WHAT IS ASKED:
If you count the lines in the records below that contain the word "cross", what number do you get? Reply with the number alone.

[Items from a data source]
########################################

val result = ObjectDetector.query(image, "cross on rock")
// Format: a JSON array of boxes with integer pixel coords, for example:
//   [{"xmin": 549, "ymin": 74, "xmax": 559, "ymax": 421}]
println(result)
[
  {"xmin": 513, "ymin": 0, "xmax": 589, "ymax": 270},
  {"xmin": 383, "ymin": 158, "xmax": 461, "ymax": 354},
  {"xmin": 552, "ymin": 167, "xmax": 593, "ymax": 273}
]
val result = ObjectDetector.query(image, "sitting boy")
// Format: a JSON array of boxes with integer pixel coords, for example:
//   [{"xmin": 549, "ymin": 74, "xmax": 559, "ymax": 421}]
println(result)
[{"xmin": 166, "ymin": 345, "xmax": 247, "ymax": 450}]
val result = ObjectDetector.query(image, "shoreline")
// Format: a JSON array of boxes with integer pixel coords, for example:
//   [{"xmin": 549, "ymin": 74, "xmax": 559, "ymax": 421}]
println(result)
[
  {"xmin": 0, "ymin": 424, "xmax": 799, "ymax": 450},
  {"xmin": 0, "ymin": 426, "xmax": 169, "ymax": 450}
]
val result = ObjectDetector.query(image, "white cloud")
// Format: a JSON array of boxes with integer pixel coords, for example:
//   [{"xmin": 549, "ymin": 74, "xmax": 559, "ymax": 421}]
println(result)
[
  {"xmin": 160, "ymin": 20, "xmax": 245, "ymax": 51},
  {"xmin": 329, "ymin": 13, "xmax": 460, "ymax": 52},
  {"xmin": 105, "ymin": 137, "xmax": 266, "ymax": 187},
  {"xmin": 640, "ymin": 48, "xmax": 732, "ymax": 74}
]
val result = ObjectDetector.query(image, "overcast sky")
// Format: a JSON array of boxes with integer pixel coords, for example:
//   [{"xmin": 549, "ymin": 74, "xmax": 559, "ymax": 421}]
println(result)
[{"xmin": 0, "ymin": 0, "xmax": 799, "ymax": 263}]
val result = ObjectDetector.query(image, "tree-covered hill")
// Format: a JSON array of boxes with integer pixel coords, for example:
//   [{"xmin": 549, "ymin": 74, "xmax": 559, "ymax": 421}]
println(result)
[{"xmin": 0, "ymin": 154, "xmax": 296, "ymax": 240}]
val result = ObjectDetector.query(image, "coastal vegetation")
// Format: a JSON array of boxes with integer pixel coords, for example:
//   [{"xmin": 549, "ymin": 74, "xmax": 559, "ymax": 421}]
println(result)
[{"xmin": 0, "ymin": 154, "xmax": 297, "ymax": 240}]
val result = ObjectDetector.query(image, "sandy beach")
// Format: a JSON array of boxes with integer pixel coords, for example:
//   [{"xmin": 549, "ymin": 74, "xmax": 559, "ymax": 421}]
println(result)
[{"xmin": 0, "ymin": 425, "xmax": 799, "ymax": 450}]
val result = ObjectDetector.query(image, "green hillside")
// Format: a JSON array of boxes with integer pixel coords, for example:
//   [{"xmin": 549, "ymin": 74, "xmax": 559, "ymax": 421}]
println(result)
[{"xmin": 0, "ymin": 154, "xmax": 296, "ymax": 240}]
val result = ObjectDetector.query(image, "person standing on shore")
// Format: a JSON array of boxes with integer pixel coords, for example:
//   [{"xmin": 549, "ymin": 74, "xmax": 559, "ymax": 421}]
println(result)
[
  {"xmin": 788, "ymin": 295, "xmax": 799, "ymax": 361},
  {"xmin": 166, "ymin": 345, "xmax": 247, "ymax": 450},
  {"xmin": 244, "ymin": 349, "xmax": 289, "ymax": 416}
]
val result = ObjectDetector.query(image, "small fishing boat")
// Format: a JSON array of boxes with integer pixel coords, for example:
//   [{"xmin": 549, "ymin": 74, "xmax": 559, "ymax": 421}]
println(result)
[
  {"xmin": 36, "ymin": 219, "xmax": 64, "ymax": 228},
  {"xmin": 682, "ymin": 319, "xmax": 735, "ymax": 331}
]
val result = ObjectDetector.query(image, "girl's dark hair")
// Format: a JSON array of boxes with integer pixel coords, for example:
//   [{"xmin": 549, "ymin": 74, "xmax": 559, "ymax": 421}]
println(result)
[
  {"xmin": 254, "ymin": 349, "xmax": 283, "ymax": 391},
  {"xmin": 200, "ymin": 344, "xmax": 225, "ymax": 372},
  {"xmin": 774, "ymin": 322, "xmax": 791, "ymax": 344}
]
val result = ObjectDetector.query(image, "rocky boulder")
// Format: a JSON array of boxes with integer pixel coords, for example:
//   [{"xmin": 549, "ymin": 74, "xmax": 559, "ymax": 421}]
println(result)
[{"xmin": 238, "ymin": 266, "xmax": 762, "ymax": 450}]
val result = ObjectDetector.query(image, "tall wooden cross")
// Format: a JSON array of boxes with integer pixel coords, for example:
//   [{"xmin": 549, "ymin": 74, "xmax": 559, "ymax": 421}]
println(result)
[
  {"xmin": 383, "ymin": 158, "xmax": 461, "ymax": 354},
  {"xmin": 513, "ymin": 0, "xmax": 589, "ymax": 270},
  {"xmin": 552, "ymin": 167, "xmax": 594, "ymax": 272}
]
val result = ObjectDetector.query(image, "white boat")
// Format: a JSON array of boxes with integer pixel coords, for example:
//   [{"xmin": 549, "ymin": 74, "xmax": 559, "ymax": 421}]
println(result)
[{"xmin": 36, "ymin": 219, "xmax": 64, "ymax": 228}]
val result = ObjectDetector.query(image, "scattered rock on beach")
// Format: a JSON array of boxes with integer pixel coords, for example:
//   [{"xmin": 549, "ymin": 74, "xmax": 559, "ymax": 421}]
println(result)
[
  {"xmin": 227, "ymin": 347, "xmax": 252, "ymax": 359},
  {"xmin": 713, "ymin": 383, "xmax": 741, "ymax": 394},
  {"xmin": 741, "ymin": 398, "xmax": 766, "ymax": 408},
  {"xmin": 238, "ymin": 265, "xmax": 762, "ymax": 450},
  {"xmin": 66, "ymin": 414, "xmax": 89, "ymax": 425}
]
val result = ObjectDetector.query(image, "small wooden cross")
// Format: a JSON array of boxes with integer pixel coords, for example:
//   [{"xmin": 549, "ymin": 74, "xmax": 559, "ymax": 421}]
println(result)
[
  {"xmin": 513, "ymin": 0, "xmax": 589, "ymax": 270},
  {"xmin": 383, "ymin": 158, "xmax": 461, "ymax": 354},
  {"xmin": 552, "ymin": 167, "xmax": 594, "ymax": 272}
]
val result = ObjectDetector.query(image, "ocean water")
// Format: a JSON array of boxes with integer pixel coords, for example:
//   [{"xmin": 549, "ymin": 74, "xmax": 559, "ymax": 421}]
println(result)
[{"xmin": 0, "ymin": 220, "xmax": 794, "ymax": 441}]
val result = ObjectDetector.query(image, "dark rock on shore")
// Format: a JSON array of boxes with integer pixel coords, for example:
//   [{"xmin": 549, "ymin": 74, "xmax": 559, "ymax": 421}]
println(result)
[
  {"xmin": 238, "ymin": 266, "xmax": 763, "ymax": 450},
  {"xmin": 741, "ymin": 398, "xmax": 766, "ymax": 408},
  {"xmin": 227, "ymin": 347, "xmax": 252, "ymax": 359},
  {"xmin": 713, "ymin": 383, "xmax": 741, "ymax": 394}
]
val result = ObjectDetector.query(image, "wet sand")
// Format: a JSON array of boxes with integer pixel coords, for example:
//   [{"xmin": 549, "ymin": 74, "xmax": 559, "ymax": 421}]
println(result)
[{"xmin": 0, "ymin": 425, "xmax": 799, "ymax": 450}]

########################################

EXERCISE ANSWER:
3